Was zu tun ist — Wie geht die Aufzugfahrt im Krankenhaus weiter? Schreib den Text darüber unten im Anschluss an seinen letzten Satz fort.

------ Übungstext ------

12. 03. 2013  •  22 Kommentare

Draußen Schnee, drinnen durchbricht Thorsten III. die Ackerkrume.

Tomatenanzucht

Go, Thorsten, go!

Aufzug. Krankenhaus.

8. 03. 2013  •  35 Kommentare

Aus der Halle geht ein Aufzug zur Station.

Wir steigen ein: eine Frau mit Pflaster auf dem Auge, ein Mann mit Pflaster am Hals, ein weiterer ohne alles, aber mit einer flauschigen, grauen Jogginghose, die wie das Maul eines Mantarochens einen sehr dicken Bauch umspannt  – und ich. Ich drücke die Vier, die beiden Pflaster die Fünf, der Flauschjogger nichts. Die Türen gehen zu. Er drückt die Eins.

Erster Stock. Die Aufzugtür öffnet sich mit einem metallischen Reiben.
„Ist das die Eins?“, fragt Flauschjogger.
„Ja“, sage ich.
„Dann muss ich hier nicht hin.“
Tür zu.

Er drückt die Zwei. Ruckelruckel. Tür auf.
„Ist das die Zwei?“
„Das ist die Zwei.“
„Hier muss ich auch nicht hin.“
Tür zu.

Er drückt die Drei. Fahrt. Tür auf.
„Drei?“
„Ja-ha!“, sage ich.
Die beiden Pflaster sagen nichts. Mit leerem Blick starren sie an die gegenüberliegende Aufzugwand.
„Hier muss ich nicht hin.“
„Wo müssen Sie denn hin?“
Tür zu.
„Muss ich gucken.“ Er will die Vier drücken. Doch sie leuchtet bereits.
„Is‘ ja schon“, sagt er.
„Is‘ schon“, sage ich.

Tür auf. Flauschjogger guckt. Und guckt. Macht einen Schritt vor. Guckt.
„Hier isses“, sagt er. Er steht jetzt in der Lichtschranke.
Die Pflaster starren weiterhin, sind völlig sediert.
„Dann steigen Sie doch aus“, sage ich ermunternd.
„Weiß nicht.“
Ich muss hier aber aussteigen“, sage ich, denn er verstopft die Tür.
Pflaster Eins atmet vernehmlich ein und aus.
„Hier muss ich hin“, sagt Flauschjogger. Er ist noch nicht alt, vielleicht Mitte vierzig, sein T-Shirt ist trockentuchartig rot-weiß-kariert, seine Unterlippe dicker als die Oberlippe. Wir fahren jetzt seit fünf Minuten Aufzug, neben mir stehen zwei untote Bepflasterte, vor mir bildet eine unschlüssige Nicki-Hose in 4XL einen Propfen in der Fahrstuhltür. Ein Mann in einem Rollstuhl schiebt sich in Zeitlupe über das Foyer von Station Vier, indem er seine Füße voreinander setzt wie Dreispringer Jonathan Edwards in Super Slow Motion. Trübes Sonnenlicht bricht sich Bann durch eine ungeputzte Panorama-Scheibe, vor der aneinander montierte Stühle stehen.

------ Bereitgestellte Daten ------

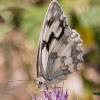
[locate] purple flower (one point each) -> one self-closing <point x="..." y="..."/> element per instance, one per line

------

Ergebnis der Übung —
„Was ist nun?“, frage ich. „Rein oder raus?“
Der Dreispringer ist vor einem Cola-Automaten angelangt. Flauschjogger geht einen Schritt vor, aber nicht so weit, dass ich an ihm vorbeikomme. Er bleibt erneut stehen, blickt links, blickt rechts, sagt: „Nä, hier is‘ dat nich'“, dreht sich wieder um, doch er ist nun aus der Lichtschrank heraus, in diesem Moment schließt sich die Fahrstuhltür. Ich versuche noch, ein Bein in die Tür zu werfen, habe beide Hände voll, aber ich krieg’s nicht hin, treffe nicht richtig oder wie auch immer, jedenfalls geht die Tür zu.

„Weg isser“, sagt das Halspflaster.
Die Frau mit dem Augenpflaster lacht mit geschlossenem Mund, lautlos, nur ihre Schultern hüpfen auf und ab. Ihr verbleibendes Auge ist weit aufgerissen. Sie ist ein Zyklop.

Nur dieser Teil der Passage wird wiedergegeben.